Dataset entries:
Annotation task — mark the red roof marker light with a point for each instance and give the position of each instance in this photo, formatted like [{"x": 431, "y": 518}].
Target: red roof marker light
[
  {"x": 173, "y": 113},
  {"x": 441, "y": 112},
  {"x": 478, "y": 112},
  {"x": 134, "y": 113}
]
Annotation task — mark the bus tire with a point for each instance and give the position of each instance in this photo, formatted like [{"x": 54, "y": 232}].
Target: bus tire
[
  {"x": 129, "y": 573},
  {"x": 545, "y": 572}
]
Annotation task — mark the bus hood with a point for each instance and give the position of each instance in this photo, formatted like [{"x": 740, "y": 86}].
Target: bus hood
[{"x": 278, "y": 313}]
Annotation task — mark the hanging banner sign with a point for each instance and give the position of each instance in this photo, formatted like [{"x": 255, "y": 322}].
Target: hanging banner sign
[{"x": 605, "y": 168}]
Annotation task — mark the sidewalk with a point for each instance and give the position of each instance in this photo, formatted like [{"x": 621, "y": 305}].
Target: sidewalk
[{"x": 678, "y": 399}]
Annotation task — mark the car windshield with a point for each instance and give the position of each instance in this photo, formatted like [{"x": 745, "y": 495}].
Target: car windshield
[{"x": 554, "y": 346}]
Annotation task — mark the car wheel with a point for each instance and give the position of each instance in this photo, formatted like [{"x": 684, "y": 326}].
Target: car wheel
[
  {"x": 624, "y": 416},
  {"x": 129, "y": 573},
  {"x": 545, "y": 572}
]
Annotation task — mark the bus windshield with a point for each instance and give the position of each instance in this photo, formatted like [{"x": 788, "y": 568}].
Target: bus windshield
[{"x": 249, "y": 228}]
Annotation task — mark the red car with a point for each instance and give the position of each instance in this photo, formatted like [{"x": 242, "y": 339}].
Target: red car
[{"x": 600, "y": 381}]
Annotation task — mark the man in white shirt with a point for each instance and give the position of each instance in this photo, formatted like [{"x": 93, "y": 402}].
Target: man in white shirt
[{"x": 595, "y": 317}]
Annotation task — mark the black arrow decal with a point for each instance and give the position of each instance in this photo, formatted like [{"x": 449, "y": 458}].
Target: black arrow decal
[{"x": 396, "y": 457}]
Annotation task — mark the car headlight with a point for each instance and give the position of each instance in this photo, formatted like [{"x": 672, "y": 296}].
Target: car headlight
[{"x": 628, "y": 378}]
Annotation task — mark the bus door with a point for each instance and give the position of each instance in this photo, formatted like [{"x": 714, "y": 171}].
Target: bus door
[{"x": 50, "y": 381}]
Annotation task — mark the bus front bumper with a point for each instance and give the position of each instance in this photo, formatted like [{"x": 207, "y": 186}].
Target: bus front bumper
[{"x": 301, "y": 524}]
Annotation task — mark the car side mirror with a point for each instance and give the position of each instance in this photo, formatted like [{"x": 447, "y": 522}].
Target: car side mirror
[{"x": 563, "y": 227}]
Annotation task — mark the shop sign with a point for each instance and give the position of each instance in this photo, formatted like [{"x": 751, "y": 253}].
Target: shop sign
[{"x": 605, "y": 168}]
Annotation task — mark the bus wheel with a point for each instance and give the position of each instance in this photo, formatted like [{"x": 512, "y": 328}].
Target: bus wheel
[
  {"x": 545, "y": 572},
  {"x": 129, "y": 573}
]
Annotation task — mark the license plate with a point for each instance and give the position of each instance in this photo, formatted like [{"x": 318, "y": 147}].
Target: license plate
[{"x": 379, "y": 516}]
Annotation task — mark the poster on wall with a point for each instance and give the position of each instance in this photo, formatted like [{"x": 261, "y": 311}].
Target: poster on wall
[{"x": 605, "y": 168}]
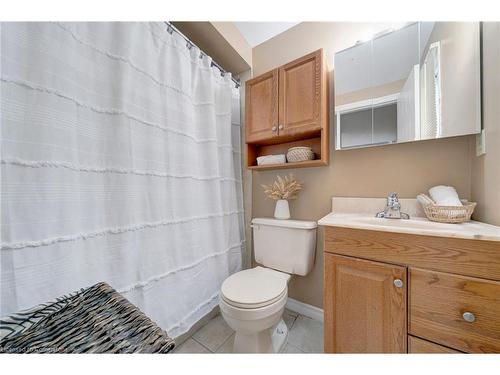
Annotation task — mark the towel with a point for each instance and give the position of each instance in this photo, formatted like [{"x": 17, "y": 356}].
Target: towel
[
  {"x": 424, "y": 200},
  {"x": 271, "y": 159},
  {"x": 445, "y": 196}
]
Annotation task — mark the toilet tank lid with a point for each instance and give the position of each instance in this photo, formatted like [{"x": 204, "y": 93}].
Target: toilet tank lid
[{"x": 298, "y": 224}]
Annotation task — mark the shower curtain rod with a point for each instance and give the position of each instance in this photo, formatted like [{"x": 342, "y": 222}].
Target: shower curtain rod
[{"x": 171, "y": 28}]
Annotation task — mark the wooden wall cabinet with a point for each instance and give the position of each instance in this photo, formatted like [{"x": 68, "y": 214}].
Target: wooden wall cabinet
[
  {"x": 288, "y": 107},
  {"x": 390, "y": 292}
]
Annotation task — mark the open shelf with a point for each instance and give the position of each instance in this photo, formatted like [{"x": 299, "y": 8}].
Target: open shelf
[
  {"x": 317, "y": 143},
  {"x": 300, "y": 164}
]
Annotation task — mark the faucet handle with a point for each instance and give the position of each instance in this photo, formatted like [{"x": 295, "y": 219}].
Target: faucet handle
[{"x": 392, "y": 199}]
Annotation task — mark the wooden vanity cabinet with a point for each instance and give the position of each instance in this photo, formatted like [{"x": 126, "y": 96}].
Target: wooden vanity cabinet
[
  {"x": 448, "y": 299},
  {"x": 365, "y": 309},
  {"x": 288, "y": 107}
]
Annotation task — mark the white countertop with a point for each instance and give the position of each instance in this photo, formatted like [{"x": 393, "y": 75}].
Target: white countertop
[{"x": 416, "y": 225}]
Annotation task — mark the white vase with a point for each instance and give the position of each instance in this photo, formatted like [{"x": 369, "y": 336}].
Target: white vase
[{"x": 282, "y": 210}]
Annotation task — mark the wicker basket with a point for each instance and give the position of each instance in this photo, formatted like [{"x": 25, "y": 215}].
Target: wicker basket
[
  {"x": 450, "y": 214},
  {"x": 296, "y": 154}
]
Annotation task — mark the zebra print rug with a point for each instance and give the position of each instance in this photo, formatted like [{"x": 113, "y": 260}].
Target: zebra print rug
[{"x": 93, "y": 320}]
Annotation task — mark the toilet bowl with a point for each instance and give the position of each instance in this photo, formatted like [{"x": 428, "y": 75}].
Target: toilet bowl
[{"x": 252, "y": 301}]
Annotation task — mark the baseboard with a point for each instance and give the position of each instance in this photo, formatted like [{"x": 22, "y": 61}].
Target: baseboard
[{"x": 302, "y": 308}]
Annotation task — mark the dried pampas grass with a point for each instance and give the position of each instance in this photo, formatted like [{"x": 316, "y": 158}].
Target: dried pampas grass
[{"x": 283, "y": 188}]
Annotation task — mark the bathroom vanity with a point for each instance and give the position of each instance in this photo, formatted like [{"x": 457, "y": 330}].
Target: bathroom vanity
[{"x": 408, "y": 286}]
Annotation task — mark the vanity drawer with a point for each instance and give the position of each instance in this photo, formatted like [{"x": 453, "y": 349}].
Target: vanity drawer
[{"x": 456, "y": 311}]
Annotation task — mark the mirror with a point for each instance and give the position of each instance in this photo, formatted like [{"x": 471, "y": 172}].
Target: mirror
[{"x": 419, "y": 82}]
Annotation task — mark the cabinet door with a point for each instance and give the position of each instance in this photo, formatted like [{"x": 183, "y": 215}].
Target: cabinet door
[
  {"x": 261, "y": 101},
  {"x": 364, "y": 306},
  {"x": 300, "y": 95}
]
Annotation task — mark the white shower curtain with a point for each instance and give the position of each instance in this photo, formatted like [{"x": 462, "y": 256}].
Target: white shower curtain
[{"x": 121, "y": 162}]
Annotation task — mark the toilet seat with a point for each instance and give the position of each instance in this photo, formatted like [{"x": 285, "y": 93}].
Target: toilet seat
[{"x": 254, "y": 288}]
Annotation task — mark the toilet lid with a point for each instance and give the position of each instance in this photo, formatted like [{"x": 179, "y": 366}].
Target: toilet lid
[{"x": 256, "y": 287}]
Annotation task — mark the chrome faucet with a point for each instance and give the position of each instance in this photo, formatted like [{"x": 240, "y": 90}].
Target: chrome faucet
[{"x": 392, "y": 209}]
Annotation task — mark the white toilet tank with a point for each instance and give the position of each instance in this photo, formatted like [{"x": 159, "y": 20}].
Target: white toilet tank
[{"x": 285, "y": 245}]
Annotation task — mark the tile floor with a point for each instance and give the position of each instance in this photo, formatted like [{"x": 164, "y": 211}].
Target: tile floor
[{"x": 305, "y": 335}]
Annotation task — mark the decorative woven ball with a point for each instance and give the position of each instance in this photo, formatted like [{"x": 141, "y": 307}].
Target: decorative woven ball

Task to complete:
The lines from the one holding "Annotation task — mark the tile" to the last line of the entries, both included: retype them exactly and give nothing else.

Response:
Annotation task — mark the tile floor with a point for each instance and give the position of each instance in this photo, formatted like [{"x": 164, "y": 211}].
Target: tile floor
[{"x": 305, "y": 335}]
Annotation task — mark the decorative woven ball with a point for each instance and give the position of each instance in this photo, formatted like [{"x": 141, "y": 307}].
Target: decorative woven ball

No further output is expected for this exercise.